:: Task details ::
Tally the lines of the data below that contain the string "target". Give the tally and nothing else.

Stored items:
====
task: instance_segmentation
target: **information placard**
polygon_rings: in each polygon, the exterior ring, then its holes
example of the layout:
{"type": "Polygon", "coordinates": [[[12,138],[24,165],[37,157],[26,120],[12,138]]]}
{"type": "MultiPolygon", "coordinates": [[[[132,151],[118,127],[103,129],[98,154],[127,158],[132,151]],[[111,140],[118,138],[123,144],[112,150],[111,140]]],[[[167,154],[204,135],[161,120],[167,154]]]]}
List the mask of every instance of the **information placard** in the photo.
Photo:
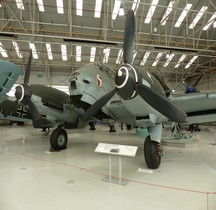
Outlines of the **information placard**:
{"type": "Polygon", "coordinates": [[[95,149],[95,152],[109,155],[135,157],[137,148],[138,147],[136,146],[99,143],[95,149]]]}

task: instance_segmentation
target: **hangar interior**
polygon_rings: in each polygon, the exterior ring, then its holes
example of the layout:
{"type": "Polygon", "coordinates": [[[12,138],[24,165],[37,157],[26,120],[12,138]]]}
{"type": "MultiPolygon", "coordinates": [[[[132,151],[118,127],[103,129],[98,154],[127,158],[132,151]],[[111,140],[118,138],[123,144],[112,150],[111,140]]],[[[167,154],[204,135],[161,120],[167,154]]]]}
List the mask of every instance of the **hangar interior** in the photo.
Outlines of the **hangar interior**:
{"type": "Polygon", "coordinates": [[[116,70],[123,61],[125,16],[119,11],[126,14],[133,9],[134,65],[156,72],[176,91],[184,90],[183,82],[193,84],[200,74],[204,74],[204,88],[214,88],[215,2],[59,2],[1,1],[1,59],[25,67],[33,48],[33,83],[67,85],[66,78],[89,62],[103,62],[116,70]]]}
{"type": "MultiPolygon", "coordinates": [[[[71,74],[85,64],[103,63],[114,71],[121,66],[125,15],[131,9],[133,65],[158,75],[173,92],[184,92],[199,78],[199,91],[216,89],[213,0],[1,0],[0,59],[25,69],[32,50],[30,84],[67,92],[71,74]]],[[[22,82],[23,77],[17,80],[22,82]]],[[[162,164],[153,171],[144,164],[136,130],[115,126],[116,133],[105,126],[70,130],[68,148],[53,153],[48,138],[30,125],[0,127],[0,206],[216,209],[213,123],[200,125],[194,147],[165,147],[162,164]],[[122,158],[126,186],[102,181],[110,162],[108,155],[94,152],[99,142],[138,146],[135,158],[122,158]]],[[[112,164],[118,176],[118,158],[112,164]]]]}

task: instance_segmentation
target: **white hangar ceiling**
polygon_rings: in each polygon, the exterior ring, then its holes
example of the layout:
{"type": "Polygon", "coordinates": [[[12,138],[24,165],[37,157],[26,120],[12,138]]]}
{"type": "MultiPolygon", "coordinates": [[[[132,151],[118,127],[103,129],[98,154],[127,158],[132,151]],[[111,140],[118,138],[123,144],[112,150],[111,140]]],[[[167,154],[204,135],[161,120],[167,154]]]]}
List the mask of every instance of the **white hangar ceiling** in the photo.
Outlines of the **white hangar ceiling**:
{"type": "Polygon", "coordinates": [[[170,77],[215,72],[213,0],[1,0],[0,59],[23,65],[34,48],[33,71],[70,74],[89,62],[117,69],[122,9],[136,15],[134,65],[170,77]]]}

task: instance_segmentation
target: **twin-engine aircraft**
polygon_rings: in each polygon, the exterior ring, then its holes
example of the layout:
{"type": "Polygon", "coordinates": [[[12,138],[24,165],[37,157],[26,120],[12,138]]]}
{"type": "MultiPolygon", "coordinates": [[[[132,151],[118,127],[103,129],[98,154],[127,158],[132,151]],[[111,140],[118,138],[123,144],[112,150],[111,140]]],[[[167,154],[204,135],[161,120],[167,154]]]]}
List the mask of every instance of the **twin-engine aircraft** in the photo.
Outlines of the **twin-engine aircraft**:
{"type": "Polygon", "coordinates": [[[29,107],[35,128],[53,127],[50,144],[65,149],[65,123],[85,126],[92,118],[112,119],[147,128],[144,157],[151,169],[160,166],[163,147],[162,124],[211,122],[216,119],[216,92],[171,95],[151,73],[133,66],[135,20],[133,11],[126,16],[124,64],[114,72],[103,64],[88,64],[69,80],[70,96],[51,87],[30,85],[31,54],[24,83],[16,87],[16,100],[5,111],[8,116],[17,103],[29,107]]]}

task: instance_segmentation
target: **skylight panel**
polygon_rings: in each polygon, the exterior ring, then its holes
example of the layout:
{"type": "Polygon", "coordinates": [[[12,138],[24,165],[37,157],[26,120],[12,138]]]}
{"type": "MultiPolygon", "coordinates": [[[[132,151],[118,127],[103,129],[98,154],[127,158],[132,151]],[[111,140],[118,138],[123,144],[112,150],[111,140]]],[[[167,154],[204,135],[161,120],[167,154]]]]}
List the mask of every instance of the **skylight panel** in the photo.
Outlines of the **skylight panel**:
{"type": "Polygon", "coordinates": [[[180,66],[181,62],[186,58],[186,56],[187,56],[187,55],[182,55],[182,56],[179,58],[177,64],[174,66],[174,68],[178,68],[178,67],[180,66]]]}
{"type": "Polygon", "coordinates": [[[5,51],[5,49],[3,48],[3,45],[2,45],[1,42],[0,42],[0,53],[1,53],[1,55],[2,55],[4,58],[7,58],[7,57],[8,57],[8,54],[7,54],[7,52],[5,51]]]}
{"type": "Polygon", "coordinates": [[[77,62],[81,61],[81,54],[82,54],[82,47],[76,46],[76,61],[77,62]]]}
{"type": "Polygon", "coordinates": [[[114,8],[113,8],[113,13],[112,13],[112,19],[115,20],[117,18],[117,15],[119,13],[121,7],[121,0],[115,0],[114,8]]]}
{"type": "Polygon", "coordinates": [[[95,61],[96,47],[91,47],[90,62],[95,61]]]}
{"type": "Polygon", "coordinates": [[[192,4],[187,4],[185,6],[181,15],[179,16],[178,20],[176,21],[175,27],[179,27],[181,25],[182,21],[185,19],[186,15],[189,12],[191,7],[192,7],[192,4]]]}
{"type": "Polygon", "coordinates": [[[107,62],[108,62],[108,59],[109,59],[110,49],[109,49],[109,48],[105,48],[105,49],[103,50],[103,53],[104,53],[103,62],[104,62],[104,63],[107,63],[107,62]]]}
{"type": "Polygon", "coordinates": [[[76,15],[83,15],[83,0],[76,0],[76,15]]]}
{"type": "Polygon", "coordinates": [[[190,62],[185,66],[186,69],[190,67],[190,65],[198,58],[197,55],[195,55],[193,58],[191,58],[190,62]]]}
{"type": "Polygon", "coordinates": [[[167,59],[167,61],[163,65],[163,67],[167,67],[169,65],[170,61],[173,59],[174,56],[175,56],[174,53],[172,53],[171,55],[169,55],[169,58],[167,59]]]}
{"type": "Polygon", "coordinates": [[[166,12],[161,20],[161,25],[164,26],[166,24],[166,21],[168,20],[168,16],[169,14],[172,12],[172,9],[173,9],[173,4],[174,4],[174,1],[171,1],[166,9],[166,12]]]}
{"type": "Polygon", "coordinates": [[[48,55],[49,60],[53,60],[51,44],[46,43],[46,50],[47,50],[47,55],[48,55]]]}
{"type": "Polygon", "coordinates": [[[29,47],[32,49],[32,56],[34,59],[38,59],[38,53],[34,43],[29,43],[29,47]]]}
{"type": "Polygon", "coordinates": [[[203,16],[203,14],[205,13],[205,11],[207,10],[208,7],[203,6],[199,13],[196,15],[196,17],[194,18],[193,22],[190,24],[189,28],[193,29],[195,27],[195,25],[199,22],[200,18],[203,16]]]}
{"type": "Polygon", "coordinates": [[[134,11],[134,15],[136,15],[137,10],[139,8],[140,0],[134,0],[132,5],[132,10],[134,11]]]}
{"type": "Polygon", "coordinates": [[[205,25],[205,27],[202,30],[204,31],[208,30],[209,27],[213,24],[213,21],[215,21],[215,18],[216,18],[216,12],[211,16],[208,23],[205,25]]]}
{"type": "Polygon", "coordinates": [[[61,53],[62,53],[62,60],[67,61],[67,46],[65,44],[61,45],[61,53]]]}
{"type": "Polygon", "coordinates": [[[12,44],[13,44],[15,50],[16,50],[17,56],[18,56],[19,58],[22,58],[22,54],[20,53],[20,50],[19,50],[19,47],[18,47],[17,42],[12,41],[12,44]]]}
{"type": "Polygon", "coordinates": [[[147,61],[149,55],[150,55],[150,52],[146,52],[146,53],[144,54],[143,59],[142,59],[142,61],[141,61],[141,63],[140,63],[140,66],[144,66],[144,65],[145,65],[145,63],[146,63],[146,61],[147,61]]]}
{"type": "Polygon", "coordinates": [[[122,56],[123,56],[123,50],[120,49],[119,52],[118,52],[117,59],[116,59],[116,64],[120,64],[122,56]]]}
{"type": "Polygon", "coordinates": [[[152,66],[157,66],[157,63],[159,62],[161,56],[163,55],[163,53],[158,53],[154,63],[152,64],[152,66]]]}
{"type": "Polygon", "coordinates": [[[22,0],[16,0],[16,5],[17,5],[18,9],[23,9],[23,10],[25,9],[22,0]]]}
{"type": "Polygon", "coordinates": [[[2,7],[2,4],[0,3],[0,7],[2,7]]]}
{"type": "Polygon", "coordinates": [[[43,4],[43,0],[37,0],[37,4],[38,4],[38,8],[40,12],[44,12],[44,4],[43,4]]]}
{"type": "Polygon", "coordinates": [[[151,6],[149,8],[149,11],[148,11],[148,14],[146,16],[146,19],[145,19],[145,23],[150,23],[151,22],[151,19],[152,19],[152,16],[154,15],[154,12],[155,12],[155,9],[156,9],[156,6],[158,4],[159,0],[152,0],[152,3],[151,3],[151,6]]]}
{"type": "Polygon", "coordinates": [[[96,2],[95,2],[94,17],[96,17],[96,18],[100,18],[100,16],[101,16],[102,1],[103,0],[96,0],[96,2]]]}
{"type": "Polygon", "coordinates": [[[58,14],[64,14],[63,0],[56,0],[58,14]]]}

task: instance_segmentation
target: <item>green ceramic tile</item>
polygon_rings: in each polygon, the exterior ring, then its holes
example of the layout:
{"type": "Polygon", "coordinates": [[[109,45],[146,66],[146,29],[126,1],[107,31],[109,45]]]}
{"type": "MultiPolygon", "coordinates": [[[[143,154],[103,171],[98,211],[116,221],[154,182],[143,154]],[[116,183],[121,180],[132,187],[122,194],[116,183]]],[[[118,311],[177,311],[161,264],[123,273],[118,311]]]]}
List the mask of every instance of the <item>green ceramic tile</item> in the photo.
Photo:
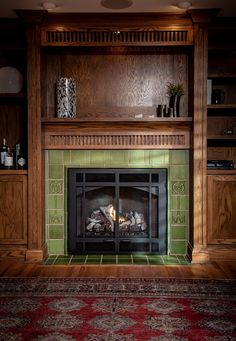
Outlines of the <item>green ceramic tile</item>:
====
:: Response to this task ::
6